[Supplied entries — start]

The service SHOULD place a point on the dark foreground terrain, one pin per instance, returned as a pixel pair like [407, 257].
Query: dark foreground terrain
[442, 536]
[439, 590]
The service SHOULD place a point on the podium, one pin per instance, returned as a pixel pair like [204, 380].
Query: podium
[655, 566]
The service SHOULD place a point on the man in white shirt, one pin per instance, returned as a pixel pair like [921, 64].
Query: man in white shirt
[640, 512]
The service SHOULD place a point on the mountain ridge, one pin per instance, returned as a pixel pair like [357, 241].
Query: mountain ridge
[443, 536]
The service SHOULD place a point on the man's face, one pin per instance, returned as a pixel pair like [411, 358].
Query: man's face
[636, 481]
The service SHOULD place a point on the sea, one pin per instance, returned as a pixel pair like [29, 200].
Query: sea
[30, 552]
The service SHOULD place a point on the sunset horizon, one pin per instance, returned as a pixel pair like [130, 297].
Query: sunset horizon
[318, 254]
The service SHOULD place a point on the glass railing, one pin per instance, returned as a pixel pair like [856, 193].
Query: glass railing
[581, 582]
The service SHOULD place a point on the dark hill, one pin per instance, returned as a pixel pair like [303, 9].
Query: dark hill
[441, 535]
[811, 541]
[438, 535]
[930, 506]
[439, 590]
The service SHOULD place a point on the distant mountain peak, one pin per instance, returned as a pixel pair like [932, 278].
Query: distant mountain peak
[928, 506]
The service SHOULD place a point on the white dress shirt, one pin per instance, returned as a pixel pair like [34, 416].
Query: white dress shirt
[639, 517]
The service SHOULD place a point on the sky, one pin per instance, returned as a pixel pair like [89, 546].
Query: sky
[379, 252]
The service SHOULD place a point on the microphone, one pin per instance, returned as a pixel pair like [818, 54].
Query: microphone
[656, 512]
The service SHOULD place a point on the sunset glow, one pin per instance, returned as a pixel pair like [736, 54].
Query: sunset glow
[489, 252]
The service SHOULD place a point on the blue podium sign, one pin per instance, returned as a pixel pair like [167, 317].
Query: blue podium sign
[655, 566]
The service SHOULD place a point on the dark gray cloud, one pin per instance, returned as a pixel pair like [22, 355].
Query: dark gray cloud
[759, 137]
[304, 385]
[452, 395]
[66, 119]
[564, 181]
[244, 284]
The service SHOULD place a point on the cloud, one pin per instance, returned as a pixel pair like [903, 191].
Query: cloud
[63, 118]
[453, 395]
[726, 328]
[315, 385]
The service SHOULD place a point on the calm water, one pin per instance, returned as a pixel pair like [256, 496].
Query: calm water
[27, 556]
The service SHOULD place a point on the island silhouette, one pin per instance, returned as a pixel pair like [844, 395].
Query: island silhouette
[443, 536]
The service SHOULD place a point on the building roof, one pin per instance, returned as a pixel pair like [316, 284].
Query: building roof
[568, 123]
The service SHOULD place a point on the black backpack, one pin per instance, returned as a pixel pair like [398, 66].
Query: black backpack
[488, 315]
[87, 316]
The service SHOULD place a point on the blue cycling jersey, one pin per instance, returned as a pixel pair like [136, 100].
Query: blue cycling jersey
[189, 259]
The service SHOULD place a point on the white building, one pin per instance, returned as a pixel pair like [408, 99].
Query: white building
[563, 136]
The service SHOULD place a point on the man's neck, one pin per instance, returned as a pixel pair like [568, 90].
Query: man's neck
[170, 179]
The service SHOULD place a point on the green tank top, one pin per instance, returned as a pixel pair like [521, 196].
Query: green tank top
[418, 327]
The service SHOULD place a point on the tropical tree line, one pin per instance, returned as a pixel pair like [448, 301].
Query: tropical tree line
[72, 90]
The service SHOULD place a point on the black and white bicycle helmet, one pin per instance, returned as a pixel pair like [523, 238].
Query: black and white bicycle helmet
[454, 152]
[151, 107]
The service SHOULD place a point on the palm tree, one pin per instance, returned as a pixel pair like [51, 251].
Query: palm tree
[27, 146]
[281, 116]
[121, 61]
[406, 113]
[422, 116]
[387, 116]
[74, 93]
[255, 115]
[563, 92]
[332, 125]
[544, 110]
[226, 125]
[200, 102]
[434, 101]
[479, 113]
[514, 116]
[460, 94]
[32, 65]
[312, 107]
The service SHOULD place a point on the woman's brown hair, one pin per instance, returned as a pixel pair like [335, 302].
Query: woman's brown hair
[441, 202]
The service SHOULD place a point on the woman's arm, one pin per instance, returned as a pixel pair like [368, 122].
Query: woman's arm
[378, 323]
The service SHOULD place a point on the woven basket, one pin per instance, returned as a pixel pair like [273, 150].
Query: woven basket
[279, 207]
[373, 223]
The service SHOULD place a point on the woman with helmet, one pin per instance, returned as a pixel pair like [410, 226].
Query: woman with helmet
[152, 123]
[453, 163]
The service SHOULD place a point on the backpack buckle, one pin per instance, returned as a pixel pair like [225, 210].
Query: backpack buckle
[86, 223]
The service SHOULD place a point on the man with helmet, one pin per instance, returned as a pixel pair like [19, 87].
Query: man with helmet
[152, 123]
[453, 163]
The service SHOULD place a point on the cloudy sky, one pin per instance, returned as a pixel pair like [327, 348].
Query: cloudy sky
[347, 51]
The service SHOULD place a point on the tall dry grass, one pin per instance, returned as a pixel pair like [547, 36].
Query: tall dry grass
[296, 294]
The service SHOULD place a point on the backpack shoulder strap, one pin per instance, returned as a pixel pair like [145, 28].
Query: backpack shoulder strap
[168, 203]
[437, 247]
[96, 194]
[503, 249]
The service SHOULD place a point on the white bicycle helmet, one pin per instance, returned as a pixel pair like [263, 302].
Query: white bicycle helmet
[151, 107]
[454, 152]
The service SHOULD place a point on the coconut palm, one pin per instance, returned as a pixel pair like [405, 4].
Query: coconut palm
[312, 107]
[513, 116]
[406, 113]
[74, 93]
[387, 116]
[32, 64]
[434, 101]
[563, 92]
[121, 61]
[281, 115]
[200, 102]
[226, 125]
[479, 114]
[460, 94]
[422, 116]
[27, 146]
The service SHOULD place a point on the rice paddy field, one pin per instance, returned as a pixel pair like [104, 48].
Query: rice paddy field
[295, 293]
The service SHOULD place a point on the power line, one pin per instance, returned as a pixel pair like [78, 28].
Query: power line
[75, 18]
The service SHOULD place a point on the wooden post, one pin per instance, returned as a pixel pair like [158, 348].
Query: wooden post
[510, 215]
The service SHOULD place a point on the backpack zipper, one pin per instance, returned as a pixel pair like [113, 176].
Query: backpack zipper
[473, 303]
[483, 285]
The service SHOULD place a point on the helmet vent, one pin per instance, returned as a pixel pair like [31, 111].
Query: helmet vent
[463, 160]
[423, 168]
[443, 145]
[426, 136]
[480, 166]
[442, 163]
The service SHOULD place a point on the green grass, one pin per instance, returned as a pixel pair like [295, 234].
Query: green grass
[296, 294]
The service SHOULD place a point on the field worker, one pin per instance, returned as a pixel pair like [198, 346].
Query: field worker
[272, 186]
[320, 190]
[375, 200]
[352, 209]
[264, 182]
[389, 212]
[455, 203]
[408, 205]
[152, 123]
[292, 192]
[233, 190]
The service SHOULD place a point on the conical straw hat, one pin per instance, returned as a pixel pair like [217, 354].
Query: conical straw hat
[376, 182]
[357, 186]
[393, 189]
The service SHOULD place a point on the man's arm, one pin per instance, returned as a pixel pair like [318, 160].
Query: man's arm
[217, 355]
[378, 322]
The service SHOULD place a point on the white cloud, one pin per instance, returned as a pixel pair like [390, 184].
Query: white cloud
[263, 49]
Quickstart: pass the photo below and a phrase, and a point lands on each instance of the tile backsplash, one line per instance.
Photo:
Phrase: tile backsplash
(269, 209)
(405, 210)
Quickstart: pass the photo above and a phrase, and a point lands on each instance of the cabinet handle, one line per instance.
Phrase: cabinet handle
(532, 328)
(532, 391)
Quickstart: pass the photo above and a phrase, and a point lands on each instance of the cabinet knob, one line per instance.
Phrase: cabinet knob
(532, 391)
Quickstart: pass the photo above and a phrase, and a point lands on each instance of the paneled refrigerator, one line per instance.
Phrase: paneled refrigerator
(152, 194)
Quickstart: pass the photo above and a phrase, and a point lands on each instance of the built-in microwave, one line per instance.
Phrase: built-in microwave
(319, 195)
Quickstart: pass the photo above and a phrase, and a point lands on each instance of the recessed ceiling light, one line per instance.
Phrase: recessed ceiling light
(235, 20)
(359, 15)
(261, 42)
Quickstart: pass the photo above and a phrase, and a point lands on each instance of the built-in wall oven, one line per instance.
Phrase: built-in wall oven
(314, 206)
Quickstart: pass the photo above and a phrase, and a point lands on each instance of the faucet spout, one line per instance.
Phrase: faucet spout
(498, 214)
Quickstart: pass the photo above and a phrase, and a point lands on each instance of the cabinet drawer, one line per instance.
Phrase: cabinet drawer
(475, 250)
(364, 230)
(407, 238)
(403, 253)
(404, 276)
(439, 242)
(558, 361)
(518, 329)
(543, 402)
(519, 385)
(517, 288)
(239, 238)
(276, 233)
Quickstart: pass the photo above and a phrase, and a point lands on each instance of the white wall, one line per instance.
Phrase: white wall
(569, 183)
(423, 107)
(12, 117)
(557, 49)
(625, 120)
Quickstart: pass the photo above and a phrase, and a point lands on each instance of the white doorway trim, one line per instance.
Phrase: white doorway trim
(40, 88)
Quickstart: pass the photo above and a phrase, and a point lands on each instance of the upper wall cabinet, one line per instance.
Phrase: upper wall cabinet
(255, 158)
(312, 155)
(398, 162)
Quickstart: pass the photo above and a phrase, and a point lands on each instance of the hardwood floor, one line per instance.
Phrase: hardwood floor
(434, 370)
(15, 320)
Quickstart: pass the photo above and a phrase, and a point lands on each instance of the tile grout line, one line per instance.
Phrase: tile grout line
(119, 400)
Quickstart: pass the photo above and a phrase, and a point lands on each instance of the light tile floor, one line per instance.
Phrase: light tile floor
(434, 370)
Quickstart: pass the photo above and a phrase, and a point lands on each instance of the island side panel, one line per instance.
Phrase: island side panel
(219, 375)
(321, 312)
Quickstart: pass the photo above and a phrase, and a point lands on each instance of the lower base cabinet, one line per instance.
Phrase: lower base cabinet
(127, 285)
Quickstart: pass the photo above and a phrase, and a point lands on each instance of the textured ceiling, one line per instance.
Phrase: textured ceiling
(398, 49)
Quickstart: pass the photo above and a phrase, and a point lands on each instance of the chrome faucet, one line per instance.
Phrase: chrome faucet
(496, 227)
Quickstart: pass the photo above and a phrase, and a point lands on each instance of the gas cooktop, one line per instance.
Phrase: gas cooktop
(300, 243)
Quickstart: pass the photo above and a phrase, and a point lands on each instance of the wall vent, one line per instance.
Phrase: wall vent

[Supplied entries — finish]

§ What the task requires
In the entries above, one line contains "line, one line per instance." and another contains "ceiling, one line per instance.". Reproduce exactly those two lines and the lines between them, nothing else.

§ Your solution
Quickstart: pass the photo above and a phrase, and a point lands on each instance of the tile grout line, one line per instance.
Phrase: tile grout line
(119, 400)
Quickstart: pass the photo above and a phrase, and a point lands on each instance of the light tile floor, one line per instance.
Phrase: light tile floor
(434, 370)
Quickstart: pass the photo above and a phrase, and a point lands on each instance of the island side panel, one line per instance.
Phrase: island side panel
(219, 375)
(321, 312)
Quickstart: pass the photo above and a phrase, and a point lands on each instance of the lower base cabinet, one line per instance.
Phrase: lower base cabinet
(127, 285)
Quickstart: pass the photo above and a phrase, and a point lands on each instance of the textured ceiling, one line per instance.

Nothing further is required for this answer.